---- Text for analysis
Public Health Leaders as Social Innovators-Facilitating systems change by starting with ourselves
Dedicated to the memory of S. Hughes Melton, MD MBA - my friend and colleague who left us too early for a higher calling
Here in 2019 we have, to quote Dickens, “the best of times and the worst of times.” Leading public health today finds one facing persistent disparities in health and well-being outcomes that matter to people, such as length and quality of life. In effect, as Deming was quoted as saying, “systems are perfectly designed to get the results it gets.” It is in these “worst of times,” however, where we find tremendous opportunity and with it hope for a better future. My message today for those leading public health is… system change must start with ourselves – our own mindset. A positive, growth-oriented mindset that allows us to envision a better future with greater opportunity for all people is a key start. And that start requires strong personal reflection to enhance our self-awareness and assure our own grounding in values worthy of the mission on which we embarked. This is not an easy journey, but we can survive and even thrive in the journey through this rough and unforgiving landscape if we continue to develop the one key relationship that must be developed first and foremost – our relationship with self. My friend Hughes embodied this concept. He was dedicated to excellence in all that he did with family, faith and community. Hughes taught me the value of discipline and self-reflection. It was not unusual to get an early am email from him. Through those emails, I knew he was reflecting, taking care of self and thinking of others every morning. He demonstrated immense passion for his life’s work and brought to it an inner strength that stands as a lesson for all of us.
--------
■ List of tasks:
[1] In the essay on public health leaders as social innovators, how did the writer know that Hughes was reflecting and thinking of others every morning? Answer in one to three sentences.
[2] List the areas of life in which, according to the essay on public health leaders as social innovators, Hughes was dedicated to excellence.
[3] Write the next paragraph of the essay on public health leaders as social innovators, following on from its final sentence.
---- Extracted records
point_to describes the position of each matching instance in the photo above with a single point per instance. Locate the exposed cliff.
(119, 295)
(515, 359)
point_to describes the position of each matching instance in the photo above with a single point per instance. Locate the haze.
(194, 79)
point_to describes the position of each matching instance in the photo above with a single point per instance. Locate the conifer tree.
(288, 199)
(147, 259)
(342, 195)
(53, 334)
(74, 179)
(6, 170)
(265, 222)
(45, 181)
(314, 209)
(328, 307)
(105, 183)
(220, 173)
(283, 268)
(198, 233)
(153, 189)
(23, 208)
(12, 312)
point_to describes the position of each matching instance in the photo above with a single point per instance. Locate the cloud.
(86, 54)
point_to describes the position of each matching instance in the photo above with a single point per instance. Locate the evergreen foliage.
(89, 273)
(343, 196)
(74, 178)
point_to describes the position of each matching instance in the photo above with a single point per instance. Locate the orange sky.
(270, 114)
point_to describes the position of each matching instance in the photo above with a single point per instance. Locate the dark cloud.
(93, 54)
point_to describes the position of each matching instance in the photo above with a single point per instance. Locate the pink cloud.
--------
■ Expected responses:
[1] The writer often got early-morning emails from Hughes. Through those emails, the writer knew he was reflecting, taking care of himself and thinking of others every morning.

[2]
- Family
- Faith
- Community

[3]
Inner strength is a byproduct of the authenticity that arises from such reflection. This is the authenticity that allows us to balance our need for external validation with our own internal validation. And this is the authenticity which allows us to promote and develop the trust needed for the next ring of relationships so crucial to our well-being as social creatures -our families, friends and coworkers. It is from this authenticity that we develop the resilience that allows us to thrive. But many of us lost much of the ability to thrive early in life due to exposure to adverse childhood experiences, ACEs. For those of us who overcame our own ACEs or were fortunate to dodge such adversity we have a special role to play to prevent and mitigate the impact of ACEs in our communities. Reflecting on our own pursuit of authenticity and resilience gives us important insights into the key to breaking the cycle that has led to so much morbidity and premature mortality in the populations we serve. Dealing with the burden of disease in the community leaves us little energy for the critical work of prevention. We certainly have to help those burdened with disease, however, we concurrently need efforts to break the cycle so that we decrease the burden of chronic disease in future generations. Breaking the cycle is about changing the system.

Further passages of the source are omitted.